## START Records supplied

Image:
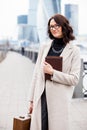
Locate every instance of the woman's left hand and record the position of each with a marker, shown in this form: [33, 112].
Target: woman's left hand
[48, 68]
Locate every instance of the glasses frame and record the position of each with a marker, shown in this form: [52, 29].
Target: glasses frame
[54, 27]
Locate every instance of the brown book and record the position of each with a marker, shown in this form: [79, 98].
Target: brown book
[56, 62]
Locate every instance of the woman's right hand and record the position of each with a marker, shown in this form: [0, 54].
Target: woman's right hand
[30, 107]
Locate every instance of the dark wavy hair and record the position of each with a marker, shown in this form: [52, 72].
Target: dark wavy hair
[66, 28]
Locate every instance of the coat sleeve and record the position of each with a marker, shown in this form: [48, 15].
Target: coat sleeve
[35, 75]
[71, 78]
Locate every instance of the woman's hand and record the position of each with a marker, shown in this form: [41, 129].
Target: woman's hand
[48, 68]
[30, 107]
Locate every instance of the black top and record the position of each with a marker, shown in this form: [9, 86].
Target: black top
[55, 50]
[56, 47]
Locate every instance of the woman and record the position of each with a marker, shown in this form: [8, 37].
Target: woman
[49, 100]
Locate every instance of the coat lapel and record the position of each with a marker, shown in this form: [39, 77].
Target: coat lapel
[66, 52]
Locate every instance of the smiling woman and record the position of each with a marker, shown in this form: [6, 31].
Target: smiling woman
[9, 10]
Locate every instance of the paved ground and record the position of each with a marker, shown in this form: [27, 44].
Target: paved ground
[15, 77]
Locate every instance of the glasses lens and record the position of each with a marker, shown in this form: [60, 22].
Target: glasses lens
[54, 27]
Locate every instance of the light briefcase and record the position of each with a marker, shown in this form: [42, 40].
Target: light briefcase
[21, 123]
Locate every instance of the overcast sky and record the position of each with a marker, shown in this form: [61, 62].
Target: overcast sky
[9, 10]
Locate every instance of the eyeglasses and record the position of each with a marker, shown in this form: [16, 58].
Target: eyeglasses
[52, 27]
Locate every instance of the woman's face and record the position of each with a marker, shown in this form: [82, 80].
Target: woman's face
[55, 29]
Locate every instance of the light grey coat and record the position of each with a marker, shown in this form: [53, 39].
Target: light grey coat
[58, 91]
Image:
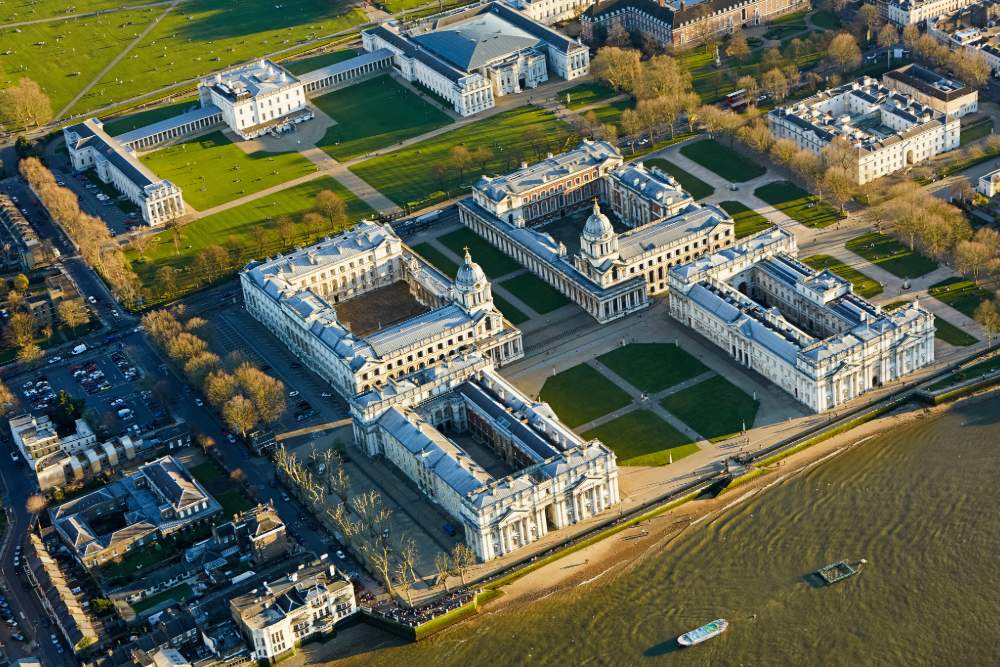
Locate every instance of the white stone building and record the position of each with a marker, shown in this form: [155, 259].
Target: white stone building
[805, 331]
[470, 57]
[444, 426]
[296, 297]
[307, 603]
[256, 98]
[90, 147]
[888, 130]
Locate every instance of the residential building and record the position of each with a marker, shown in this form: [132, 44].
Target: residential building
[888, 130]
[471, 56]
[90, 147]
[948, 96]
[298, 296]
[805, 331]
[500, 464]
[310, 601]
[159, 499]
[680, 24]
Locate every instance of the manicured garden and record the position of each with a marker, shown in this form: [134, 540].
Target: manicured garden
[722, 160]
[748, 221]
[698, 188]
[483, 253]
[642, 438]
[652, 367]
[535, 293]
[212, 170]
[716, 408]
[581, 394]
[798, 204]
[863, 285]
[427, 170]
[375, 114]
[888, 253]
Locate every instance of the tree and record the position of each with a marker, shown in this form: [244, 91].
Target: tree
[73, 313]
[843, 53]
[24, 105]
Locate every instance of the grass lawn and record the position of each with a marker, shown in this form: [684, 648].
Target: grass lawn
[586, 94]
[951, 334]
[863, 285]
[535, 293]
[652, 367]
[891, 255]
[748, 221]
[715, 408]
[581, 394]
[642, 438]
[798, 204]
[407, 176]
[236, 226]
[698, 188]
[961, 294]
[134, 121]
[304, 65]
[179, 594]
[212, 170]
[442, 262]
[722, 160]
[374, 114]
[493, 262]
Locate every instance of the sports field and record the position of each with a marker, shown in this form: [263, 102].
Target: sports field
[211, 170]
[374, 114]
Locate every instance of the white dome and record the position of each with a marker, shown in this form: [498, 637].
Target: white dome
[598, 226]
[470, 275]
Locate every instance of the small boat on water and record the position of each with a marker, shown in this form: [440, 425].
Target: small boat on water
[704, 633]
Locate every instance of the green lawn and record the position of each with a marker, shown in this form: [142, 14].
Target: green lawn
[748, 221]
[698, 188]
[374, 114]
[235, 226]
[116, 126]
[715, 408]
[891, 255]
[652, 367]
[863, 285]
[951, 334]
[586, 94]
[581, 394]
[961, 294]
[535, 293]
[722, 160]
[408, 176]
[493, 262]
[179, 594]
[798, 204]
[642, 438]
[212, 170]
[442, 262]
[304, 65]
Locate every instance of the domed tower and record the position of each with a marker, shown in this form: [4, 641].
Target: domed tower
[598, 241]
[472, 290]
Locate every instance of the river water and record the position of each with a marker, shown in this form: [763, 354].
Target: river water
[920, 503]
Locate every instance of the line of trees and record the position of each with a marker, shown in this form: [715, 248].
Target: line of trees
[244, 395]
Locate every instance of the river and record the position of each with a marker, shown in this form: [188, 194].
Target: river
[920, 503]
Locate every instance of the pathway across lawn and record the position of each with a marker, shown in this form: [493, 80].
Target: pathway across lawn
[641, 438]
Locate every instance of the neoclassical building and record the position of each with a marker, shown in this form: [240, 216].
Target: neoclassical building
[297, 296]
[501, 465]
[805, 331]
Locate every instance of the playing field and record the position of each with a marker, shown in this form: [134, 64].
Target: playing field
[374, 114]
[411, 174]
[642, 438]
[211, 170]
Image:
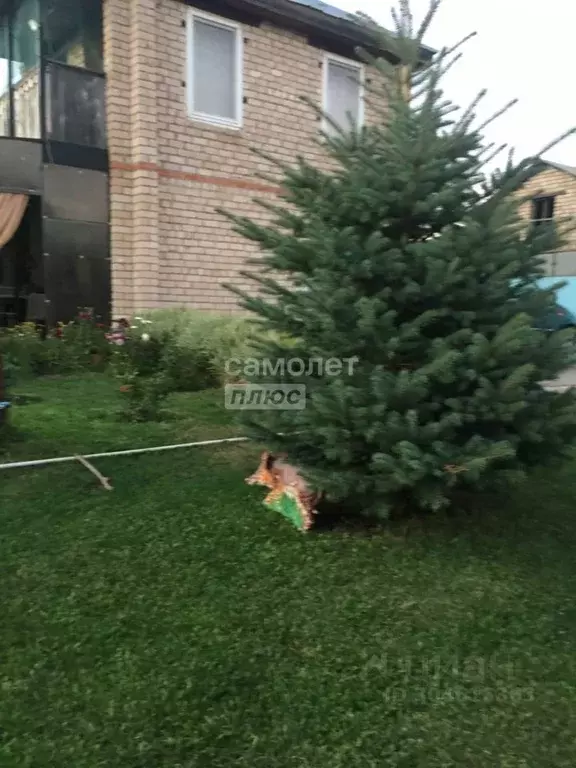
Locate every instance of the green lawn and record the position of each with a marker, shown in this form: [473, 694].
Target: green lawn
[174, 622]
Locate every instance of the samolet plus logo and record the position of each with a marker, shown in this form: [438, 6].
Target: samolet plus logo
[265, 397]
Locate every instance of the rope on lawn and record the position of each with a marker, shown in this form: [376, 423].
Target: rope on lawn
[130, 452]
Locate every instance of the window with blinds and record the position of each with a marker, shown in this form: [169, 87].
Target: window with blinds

## END Records supplied

▶ _Task prompt_: Exactly those lines that run from the line holding "Locate every instance of the pathway" to the end of the listing above, both included, are to be reproduced, with pictures left out.

▶ _Finished answer_:
Locate every instance of the pathway across lawn and record the position of each with a marker, shown in this form: [493, 80].
Target: pathway across lawn
[641, 438]
Locate every instance of the neoclassical building and record the position of each with a marker, shown in this form: [240, 216].
Target: neoclassical building
[297, 296]
[501, 465]
[805, 331]
Locate every instance of the playing field and record the position of each with a marker, shown in this form: [134, 64].
Target: playing field
[374, 114]
[411, 174]
[642, 438]
[211, 170]
Image:
Locate every instance of the green lawn and record the position of each with a marker, shown in this form: [473, 694].
Target: green lawn
[174, 622]
Locate every instance of the samolet plus logo and record the position of each with a marker, shown in this form: [438, 6].
Target: samolet plus logo
[265, 397]
Locate every instance of the rope on lawn and record the position of each with a marker, shown in this form: [376, 423].
Target: rope on lawn
[130, 452]
Locate every instance of the window with blinds and record the position of each with a marker, shown in this form: [169, 87].
Target: window with blinds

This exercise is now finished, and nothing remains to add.